• **WHAT IS EXPECTED**: Reproduce every one of the rows below verbatim, changing nothing.

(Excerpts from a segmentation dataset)
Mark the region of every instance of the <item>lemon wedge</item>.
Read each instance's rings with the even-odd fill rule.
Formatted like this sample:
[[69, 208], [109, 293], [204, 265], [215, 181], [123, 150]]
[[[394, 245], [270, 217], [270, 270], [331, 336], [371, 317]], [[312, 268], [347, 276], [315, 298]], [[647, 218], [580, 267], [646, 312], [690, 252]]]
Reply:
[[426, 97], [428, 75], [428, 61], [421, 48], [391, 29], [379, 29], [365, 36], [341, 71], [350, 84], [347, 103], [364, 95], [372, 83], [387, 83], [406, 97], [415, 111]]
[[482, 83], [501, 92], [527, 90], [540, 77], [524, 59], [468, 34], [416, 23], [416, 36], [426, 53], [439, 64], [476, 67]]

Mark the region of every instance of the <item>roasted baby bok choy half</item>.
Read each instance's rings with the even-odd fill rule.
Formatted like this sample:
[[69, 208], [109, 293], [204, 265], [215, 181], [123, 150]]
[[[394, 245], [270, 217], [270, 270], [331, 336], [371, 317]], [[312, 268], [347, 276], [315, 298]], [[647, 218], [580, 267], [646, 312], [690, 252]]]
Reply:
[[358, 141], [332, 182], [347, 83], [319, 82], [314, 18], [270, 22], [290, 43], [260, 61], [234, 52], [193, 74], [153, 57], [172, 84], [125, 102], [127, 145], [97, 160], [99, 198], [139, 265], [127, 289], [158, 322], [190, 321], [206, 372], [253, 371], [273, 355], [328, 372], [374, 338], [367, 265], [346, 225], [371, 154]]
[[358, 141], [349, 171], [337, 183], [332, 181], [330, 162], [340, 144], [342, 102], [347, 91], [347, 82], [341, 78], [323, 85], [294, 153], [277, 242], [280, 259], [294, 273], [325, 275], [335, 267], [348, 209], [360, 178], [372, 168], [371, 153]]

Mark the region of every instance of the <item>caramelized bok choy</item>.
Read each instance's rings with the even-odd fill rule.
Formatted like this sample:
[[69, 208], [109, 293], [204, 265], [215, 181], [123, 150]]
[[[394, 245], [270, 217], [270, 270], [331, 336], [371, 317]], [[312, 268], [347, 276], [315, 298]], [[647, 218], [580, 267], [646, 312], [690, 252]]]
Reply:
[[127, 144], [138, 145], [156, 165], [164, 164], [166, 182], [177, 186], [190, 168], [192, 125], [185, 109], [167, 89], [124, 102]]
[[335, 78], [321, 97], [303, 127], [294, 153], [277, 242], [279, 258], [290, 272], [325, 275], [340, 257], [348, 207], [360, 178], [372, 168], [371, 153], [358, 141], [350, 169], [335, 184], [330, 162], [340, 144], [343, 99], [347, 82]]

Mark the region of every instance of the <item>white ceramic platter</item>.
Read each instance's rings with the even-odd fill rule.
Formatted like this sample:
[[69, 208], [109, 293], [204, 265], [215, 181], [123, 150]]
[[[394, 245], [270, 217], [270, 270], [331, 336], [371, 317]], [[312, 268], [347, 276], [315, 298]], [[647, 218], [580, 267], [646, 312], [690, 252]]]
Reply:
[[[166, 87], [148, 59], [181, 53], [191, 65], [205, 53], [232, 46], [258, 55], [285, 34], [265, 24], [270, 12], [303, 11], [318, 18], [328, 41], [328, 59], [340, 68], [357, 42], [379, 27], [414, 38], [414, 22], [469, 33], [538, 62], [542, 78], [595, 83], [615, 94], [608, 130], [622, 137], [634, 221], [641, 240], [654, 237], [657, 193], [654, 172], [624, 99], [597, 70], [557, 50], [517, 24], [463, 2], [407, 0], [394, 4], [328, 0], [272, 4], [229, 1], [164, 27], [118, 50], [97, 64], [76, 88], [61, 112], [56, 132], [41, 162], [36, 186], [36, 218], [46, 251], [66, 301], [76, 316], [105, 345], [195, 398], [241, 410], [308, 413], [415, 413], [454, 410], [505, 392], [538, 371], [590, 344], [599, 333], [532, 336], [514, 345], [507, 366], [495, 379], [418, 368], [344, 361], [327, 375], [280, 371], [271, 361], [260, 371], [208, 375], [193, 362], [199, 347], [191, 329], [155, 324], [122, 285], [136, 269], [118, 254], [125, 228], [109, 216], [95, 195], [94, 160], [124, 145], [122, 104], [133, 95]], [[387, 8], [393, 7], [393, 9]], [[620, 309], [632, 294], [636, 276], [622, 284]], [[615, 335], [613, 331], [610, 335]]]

• **FULL RESPONSE**:
Mark the region of every instance of the <item>lemon wedge</item>.
Read each instance's rings with the even-odd fill rule.
Formatted like this sample:
[[69, 208], [109, 293], [204, 265], [215, 181], [123, 150]]
[[[394, 245], [270, 217], [270, 270], [331, 336], [371, 317]], [[312, 268], [347, 276], [315, 298]], [[647, 218], [580, 267], [646, 312], [690, 252]]]
Reply:
[[426, 97], [428, 75], [428, 61], [421, 48], [391, 29], [379, 29], [365, 36], [341, 71], [350, 84], [347, 103], [364, 95], [372, 83], [387, 83], [406, 97], [415, 111]]
[[482, 83], [501, 92], [527, 90], [540, 77], [524, 59], [468, 34], [416, 23], [416, 36], [426, 53], [439, 64], [476, 67]]

Mark the region of every instance of the <item>roasted baby bok choy half</item>.
Read each instance's rings with the even-odd fill rule.
Formatted like this sample:
[[69, 208], [109, 293], [204, 265], [215, 181], [123, 150]]
[[[394, 245], [270, 217], [270, 270], [331, 336], [371, 317]], [[312, 268], [347, 276], [315, 298]], [[647, 218], [580, 267], [646, 312], [690, 252]]]
Reply:
[[358, 141], [332, 182], [347, 83], [319, 82], [314, 18], [270, 22], [290, 43], [260, 61], [234, 52], [193, 74], [153, 57], [172, 84], [125, 102], [127, 145], [97, 160], [99, 198], [139, 265], [127, 289], [158, 322], [190, 321], [206, 372], [253, 371], [273, 355], [328, 372], [374, 338], [367, 265], [346, 225], [371, 154]]
[[358, 141], [349, 171], [337, 183], [332, 181], [330, 162], [340, 144], [342, 102], [347, 91], [347, 82], [341, 78], [323, 85], [294, 153], [277, 242], [280, 259], [294, 273], [325, 275], [335, 267], [348, 209], [360, 178], [372, 168], [371, 153]]

Mark the region of every instance of the <item>caramelized bok choy</item>.
Read each instance's rings with the even-odd fill rule.
Formatted like this sample:
[[69, 208], [109, 293], [204, 265], [215, 181], [123, 150]]
[[[394, 245], [270, 217], [270, 270], [331, 336], [371, 317]], [[312, 268], [347, 276], [315, 298]], [[647, 218], [580, 267], [646, 312], [690, 252]]]
Reply:
[[127, 144], [138, 145], [156, 165], [164, 164], [166, 182], [177, 186], [190, 168], [192, 125], [185, 109], [167, 89], [124, 102]]
[[335, 78], [321, 97], [303, 127], [294, 153], [277, 242], [279, 258], [290, 272], [325, 275], [340, 257], [348, 207], [360, 178], [372, 168], [371, 153], [358, 141], [350, 169], [335, 184], [330, 162], [340, 144], [343, 99], [347, 82]]

Mark the region of every instance of the <item>white ceramic platter</item>.
Read each instance's rings with the even-odd fill rule.
Formatted like this sample:
[[69, 208], [109, 293], [204, 265], [215, 181], [123, 150]]
[[[394, 245], [270, 217], [270, 270], [331, 336], [371, 317]], [[312, 268], [347, 276], [315, 298]], [[647, 218], [580, 267], [646, 312], [690, 252]]]
Reply:
[[[166, 87], [148, 59], [181, 53], [191, 65], [205, 53], [232, 46], [258, 55], [285, 34], [265, 24], [270, 12], [303, 11], [318, 18], [328, 41], [328, 59], [340, 68], [357, 42], [379, 27], [414, 38], [414, 22], [469, 33], [538, 62], [542, 78], [595, 83], [615, 94], [608, 130], [622, 137], [634, 221], [641, 240], [654, 237], [657, 193], [654, 172], [624, 99], [597, 70], [557, 50], [517, 24], [463, 2], [407, 0], [394, 4], [328, 0], [272, 4], [229, 1], [164, 27], [118, 50], [97, 64], [76, 88], [61, 112], [56, 132], [41, 162], [36, 186], [36, 218], [46, 251], [66, 301], [76, 316], [105, 345], [195, 398], [241, 410], [308, 413], [415, 413], [454, 410], [505, 392], [538, 371], [590, 344], [599, 333], [532, 336], [514, 345], [507, 366], [495, 379], [418, 368], [344, 361], [327, 375], [280, 371], [271, 361], [260, 371], [208, 375], [193, 362], [199, 347], [191, 329], [155, 324], [122, 285], [136, 269], [118, 254], [125, 228], [109, 216], [95, 195], [94, 160], [124, 145], [122, 104], [133, 95]], [[387, 8], [393, 7], [393, 9]], [[620, 309], [632, 294], [636, 276], [622, 284]], [[615, 335], [613, 331], [610, 335]]]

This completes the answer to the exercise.